Excerpt provided:

◆ ◆ ◆

April 2019 IssueLong scroll reading

Death Cleaning my portfolio

By David Snowball

Or, since I teach at a historically Swedish-Lutheran college, I might use the original Swedish term: I was döstädning my portfolio.

By way of background, my income comes from teaching at the aforementioned Augustana College; it’s exceedingly secure but has not increased much, in real or inflation-adjusted terms, in quite a while. It has “bond-like” qualities. I invest about 13% pretax for retirement, the college has a match that adds about 10% and I squirrel away around 10% of my take-home pay each month. Our home in Davenport is small, snug and affordable. Our cars are used but clean and efficient. Our splurges often enough involve live music and local brews somewhere in town.

Annually I share a bit about how I’ve been thinking about my own portfolios and what I’ve done about them. The short version, most years, is that I think “gosh, markets are weird” and then continue making steady but modest automatic monthly contributions. If that studied calm left me with a portfolio that’s a bit smaller than it might have been, it also left me with the time and energy for a life that’s a bit richer.

Here’s the discipline:

  1. work out the strategic plan
  2. work out the tactical plan
  3. execute the plan
  4. don’t get all smart and twitchy and screw up the plan (again)

The strategic plan is the big picture and it mostly involves my asset allocation and funding levels. In my retirement portfolio, I invest about two-thirds in equity and one-third in income. My equity exposure tends to have abnormally large commitments to international equity (about half of the total) and emerging markets (nearly half of the international piece). While I prefer to tilt toward the value, size and quality factors, the fact that large, low-quality and growth have been outperforming keeps tilting it back. My income exposure tends, likewise, to have more international and non-investment-grade bond exposure, partly through the TIAA Real Estate portfolio.

Over the long term, I’ve been able to meet my goal of 5-6% real returns which is what it will take to give me a good chance of managing 25 years in retirement.

In my non-retirement portfolio, I invest about half in equity and half in income. I tend to have a strong tilt toward international, small, value and emerging markets. It is not a tax-efficient allocation. Here’s why: I don’t have a substantial savings account and haven’t for years. I loathe the idea of locking in losses, which is what happens when my credit union’s saving account pays 0.10% APR and my cost-of-living rises at 10-20 times that rate. So instead, I have a substantial commitment to several exceedingly low volatility income funds that return 2-4% annually complemented by a couple slightly riskier income-oriented funds that aren’t hostage to US interest rates.

In general, for non-retirement investors, stocks should be treated like cooks treat habañero peppers: cautiously and with a clear understanding that a little bit is good and a lot is disastrous. Asset allocation research from T. Rowe consistently illustrate the risk: stock-light portfolios make a bit above 5% annually, stock-heavy portfolios make a bit below 6% annually while nearly quadrupling your risk.

◆ ◆ ◆

Saved data entries:
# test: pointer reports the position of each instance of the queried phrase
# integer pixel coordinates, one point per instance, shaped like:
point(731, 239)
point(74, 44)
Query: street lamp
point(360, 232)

◆ ◆ ◆

Objective A:
In the portfolio article, what long-term real return goal does the author report meeting?
Objective B:
Reproduce word for word the passage of the portfolio article that begins at the words "In general, for" and stops after "quadrupling your risk.".

Expected output A:
A real return of 5-6%.

Expected output B:
In general, for non-retirement investors, stocks should be treated like cooks treat habañero peppers: cautiously and with a clear understanding that a little bit is good and a lot is disastrous. Asset allocation research from T. Rowe consistently illustrate the risk: stock-light portfolios make a bit above 5% annually, stock-heavy portfolios make a bit below 6% annually while nearly quadrupling your risk.